→ **WHAT TO PRODUCE**
Every line from the one with "Would you be able to point to the breathing" to the end of the data needs to be copied exactly, and no line before it.

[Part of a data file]
========================================

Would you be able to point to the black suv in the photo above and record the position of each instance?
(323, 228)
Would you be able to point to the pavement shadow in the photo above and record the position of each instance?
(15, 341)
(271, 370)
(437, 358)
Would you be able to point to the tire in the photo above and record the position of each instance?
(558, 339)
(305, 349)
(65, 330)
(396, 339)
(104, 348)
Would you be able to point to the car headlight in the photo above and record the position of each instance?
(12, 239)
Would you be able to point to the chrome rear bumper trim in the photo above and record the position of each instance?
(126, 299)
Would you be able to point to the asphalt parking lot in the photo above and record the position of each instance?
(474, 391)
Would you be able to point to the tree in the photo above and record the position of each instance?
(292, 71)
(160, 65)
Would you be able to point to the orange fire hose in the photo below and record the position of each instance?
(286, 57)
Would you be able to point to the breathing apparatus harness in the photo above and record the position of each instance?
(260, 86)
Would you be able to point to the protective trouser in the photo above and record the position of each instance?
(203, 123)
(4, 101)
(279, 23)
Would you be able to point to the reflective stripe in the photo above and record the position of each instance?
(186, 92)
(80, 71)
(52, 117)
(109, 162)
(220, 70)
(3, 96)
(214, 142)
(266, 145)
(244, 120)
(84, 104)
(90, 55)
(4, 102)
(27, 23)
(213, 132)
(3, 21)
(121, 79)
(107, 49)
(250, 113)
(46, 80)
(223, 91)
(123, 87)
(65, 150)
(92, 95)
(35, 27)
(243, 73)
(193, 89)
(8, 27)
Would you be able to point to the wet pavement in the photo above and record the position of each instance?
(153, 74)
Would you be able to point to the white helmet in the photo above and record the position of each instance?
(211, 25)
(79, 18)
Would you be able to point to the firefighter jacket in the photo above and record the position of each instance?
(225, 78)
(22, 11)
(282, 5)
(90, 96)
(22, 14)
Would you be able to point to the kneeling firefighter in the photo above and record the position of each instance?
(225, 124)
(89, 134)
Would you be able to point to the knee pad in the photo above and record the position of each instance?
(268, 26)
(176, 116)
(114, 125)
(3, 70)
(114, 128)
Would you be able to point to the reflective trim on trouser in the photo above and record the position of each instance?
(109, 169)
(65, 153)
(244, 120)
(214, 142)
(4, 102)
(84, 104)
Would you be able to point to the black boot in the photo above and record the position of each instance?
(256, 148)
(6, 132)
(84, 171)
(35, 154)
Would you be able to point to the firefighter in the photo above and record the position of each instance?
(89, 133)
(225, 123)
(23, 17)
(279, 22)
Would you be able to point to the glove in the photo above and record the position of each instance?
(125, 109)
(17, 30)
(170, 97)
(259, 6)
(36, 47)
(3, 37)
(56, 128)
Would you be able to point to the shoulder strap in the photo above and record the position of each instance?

========================================

→ **TASK OUTPUT**
Would you be able to point to the breathing apparatus harness in the photo above and record the position of each instance?
(260, 86)
Would you be able to point to the protective trouser in the photo above and record the position of each instance?
(203, 123)
(4, 101)
(279, 23)
Would you be able to point to the reflective stripe in the photo above and record the position of each instance?
(186, 92)
(80, 71)
(52, 117)
(109, 162)
(220, 70)
(3, 96)
(214, 142)
(266, 145)
(244, 120)
(84, 104)
(90, 55)
(4, 102)
(27, 23)
(213, 132)
(3, 21)
(121, 79)
(107, 49)
(250, 113)
(46, 80)
(223, 91)
(123, 87)
(65, 150)
(92, 95)
(35, 27)
(243, 73)
(193, 89)
(8, 27)
Would you be able to point to the wet pavement in the photo above and record the position of each instance?
(153, 74)
Would you be able to point to the white helmet in the photo above and record the position of each instance?
(211, 25)
(79, 18)
Would you be able to point to the firefighter jacket in the photo above and record the position of each instance?
(225, 78)
(22, 11)
(282, 5)
(90, 96)
(22, 14)
Would you be able to point to the kneeling firefighter in the photo above and record the position of each instance?
(225, 124)
(89, 134)
Would you be able to point to the knee pad in the photo above and record the position of each instance?
(268, 26)
(176, 116)
(114, 125)
(3, 70)
(114, 128)
Would you be able to point to the reflective trim on trouser in the photo above and record the position of each instance?
(109, 169)
(65, 153)
(244, 120)
(214, 142)
(4, 102)
(84, 104)
Would you be able to point to the black boot in the photo above and record the position of each instance?
(256, 148)
(6, 132)
(84, 171)
(35, 154)
Would you be able to point to the firefighter in the photo above and record the position of each instance?
(89, 133)
(225, 123)
(23, 17)
(279, 22)
Would you be able to point to the glove in the photo above and record the position of each instance?
(125, 109)
(17, 30)
(170, 97)
(259, 6)
(36, 47)
(3, 37)
(56, 128)
Would you be able to point to the shoulder strap in the photo above and record the position of each instance?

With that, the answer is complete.